Segment Start: Data excerpts
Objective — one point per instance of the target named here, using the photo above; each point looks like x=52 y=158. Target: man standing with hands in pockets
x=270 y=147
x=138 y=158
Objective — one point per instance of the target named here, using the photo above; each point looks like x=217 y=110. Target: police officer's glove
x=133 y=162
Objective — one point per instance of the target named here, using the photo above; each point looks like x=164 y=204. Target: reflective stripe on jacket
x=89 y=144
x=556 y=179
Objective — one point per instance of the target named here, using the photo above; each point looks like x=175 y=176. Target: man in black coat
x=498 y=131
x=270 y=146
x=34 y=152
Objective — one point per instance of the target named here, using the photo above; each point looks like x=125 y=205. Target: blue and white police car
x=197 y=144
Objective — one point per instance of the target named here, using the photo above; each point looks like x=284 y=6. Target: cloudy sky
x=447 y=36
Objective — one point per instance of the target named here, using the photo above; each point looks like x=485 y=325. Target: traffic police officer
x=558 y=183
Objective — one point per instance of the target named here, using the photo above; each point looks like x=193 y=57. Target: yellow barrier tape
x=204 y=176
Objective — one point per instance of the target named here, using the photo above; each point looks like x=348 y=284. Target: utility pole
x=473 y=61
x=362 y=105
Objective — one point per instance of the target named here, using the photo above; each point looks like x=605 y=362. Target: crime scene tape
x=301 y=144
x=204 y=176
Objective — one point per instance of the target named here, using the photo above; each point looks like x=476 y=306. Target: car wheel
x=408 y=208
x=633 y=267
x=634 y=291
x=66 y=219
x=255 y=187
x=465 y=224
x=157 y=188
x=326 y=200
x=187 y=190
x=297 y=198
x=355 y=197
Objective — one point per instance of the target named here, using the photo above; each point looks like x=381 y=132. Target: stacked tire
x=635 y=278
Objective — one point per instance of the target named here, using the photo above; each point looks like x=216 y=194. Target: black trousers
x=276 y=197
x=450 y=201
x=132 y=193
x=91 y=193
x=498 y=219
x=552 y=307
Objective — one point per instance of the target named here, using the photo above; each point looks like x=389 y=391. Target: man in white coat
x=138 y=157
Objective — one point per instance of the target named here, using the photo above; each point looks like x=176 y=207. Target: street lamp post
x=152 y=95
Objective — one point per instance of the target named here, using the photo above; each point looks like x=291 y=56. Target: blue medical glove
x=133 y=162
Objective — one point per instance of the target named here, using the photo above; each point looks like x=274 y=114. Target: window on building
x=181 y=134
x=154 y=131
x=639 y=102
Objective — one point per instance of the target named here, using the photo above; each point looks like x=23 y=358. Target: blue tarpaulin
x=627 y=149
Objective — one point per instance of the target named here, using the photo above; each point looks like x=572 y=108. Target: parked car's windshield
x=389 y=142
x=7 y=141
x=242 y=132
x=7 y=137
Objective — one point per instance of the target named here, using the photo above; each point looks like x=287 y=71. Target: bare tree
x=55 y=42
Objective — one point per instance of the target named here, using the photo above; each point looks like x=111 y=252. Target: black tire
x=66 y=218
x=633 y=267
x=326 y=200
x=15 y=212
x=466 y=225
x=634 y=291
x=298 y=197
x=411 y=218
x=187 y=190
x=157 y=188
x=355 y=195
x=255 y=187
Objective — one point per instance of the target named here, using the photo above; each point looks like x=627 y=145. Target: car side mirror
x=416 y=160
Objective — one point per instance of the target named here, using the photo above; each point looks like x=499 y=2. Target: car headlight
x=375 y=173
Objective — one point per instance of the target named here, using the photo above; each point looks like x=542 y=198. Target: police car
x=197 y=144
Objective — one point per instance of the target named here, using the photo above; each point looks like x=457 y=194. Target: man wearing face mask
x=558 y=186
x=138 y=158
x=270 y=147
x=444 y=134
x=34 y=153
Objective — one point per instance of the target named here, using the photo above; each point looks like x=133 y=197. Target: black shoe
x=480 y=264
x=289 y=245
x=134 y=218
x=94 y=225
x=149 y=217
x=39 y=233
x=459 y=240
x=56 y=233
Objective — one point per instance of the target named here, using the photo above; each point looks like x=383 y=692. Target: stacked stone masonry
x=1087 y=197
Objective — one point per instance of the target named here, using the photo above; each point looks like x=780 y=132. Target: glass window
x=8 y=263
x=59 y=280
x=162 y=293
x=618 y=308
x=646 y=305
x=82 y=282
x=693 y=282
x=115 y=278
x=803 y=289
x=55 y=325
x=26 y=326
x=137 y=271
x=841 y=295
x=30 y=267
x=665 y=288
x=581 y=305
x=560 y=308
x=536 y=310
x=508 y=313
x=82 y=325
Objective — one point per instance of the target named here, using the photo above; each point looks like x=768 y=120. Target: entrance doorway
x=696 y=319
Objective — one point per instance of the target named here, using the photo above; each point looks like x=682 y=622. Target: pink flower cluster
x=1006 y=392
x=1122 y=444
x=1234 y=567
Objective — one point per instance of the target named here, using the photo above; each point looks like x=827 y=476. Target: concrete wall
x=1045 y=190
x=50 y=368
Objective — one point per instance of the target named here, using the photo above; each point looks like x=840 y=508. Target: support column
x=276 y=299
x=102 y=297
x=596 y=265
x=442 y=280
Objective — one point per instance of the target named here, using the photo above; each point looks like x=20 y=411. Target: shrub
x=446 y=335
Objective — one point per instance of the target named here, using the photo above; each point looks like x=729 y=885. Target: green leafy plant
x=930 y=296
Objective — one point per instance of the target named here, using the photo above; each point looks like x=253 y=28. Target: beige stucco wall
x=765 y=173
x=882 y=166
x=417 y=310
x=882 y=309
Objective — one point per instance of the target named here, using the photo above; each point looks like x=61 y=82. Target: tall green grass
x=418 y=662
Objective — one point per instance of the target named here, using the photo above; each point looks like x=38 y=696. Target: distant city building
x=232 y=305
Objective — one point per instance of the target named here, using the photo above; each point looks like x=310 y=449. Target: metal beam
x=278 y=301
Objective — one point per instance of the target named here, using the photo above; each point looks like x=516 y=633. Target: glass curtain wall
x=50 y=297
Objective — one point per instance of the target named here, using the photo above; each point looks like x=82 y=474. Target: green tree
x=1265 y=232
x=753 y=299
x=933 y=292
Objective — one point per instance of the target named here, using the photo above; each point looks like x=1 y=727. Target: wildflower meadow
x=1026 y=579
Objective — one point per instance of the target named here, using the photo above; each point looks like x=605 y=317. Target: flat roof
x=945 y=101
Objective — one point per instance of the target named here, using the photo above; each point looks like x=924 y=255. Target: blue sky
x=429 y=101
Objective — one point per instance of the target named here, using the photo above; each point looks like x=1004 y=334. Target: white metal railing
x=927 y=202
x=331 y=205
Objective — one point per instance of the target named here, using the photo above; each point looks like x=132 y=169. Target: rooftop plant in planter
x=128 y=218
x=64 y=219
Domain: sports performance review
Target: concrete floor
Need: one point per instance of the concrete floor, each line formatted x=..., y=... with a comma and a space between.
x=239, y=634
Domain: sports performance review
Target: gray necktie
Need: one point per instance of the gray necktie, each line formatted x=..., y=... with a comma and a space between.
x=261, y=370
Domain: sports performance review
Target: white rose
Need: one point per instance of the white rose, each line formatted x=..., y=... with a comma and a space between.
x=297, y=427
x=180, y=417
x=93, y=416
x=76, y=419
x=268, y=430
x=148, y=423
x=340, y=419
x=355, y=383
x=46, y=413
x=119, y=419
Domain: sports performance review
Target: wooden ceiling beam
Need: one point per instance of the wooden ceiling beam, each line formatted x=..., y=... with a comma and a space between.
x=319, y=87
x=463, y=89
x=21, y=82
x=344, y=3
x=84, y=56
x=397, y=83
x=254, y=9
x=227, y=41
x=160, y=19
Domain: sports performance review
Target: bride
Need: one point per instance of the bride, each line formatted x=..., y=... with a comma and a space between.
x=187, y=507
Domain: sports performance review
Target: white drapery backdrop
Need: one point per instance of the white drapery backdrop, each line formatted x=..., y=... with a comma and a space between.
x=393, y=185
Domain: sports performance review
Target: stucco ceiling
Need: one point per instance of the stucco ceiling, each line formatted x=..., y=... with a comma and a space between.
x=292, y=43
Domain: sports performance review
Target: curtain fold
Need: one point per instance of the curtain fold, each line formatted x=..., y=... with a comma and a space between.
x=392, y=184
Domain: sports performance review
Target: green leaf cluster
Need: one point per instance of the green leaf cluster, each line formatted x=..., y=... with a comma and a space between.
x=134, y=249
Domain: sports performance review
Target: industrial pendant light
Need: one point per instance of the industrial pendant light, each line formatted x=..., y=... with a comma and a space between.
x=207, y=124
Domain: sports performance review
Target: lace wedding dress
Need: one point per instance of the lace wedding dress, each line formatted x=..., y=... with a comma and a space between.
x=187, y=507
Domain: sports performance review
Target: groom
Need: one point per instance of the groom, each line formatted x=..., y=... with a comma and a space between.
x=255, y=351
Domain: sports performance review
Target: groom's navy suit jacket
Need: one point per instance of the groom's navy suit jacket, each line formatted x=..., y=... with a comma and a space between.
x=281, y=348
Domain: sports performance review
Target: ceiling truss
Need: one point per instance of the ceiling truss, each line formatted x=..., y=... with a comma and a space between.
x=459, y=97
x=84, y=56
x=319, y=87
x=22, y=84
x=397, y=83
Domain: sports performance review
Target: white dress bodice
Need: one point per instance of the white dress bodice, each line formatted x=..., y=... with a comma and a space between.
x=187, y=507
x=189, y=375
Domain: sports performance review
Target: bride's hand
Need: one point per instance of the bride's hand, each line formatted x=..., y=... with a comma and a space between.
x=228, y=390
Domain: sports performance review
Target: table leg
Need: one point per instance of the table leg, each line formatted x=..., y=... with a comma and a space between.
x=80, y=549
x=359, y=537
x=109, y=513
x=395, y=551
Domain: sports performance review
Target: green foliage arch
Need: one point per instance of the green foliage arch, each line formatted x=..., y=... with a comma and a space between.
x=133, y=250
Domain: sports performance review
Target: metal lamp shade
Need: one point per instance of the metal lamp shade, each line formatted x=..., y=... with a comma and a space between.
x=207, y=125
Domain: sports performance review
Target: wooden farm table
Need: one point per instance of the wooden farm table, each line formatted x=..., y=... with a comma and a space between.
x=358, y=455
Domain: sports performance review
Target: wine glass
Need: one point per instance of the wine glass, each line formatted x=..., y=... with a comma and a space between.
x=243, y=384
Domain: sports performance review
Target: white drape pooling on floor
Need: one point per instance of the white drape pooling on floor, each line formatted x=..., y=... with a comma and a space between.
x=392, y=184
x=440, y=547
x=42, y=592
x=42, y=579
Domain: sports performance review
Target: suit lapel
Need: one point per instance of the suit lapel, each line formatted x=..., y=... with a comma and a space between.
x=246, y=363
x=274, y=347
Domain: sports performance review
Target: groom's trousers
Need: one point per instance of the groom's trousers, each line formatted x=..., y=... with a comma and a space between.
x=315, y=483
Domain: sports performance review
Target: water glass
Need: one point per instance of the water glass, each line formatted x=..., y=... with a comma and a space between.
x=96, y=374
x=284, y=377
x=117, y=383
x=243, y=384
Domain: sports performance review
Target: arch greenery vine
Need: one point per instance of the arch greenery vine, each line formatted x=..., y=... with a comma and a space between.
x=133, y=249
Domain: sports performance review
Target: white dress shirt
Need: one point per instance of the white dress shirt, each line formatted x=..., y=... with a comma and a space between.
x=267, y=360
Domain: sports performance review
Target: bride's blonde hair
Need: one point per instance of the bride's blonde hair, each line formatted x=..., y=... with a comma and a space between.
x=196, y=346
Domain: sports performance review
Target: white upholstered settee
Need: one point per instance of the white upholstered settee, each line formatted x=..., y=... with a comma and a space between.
Segment End: Data excerpts
## Exercise description
Take the lines above from the one containing "Target: table leg" down to the one containing "Target: suit lapel", and transcribe them exactly, both ends included.

## Exercise result
Target: table leg
Need: one point per instance of the table leg, each line formatted x=..., y=... with a comma and a space between.
x=80, y=549
x=359, y=537
x=109, y=513
x=395, y=551
Domain: sports performance review
Target: green foliage arch
Need: one point per instance of the green foliage arch, each line formatted x=..., y=... with a comma and a space between.
x=133, y=250
Domain: sports performance review
Target: metal lamp shade
Need: one point per instance of the metal lamp shade, each line formatted x=..., y=... with a comma and a space between.
x=207, y=125
Domain: sports performance review
Target: wooden farm table
Need: one point per instance of the wooden farm table, each line formatted x=..., y=... with a comma and a space between.
x=358, y=455
Domain: sports performance review
Target: wine glass
Need: one point per instance of the wine glass, each line formatted x=..., y=... with a comma and a space between.
x=243, y=384
Domain: sports performance review
Target: white drape pooling on floor
Need: one point per instance of the white drape pooling on floor, each line formatted x=..., y=... with a comma and a space between.
x=392, y=184
x=440, y=547
x=42, y=592
x=42, y=579
Domain: sports performance review
Target: suit lapel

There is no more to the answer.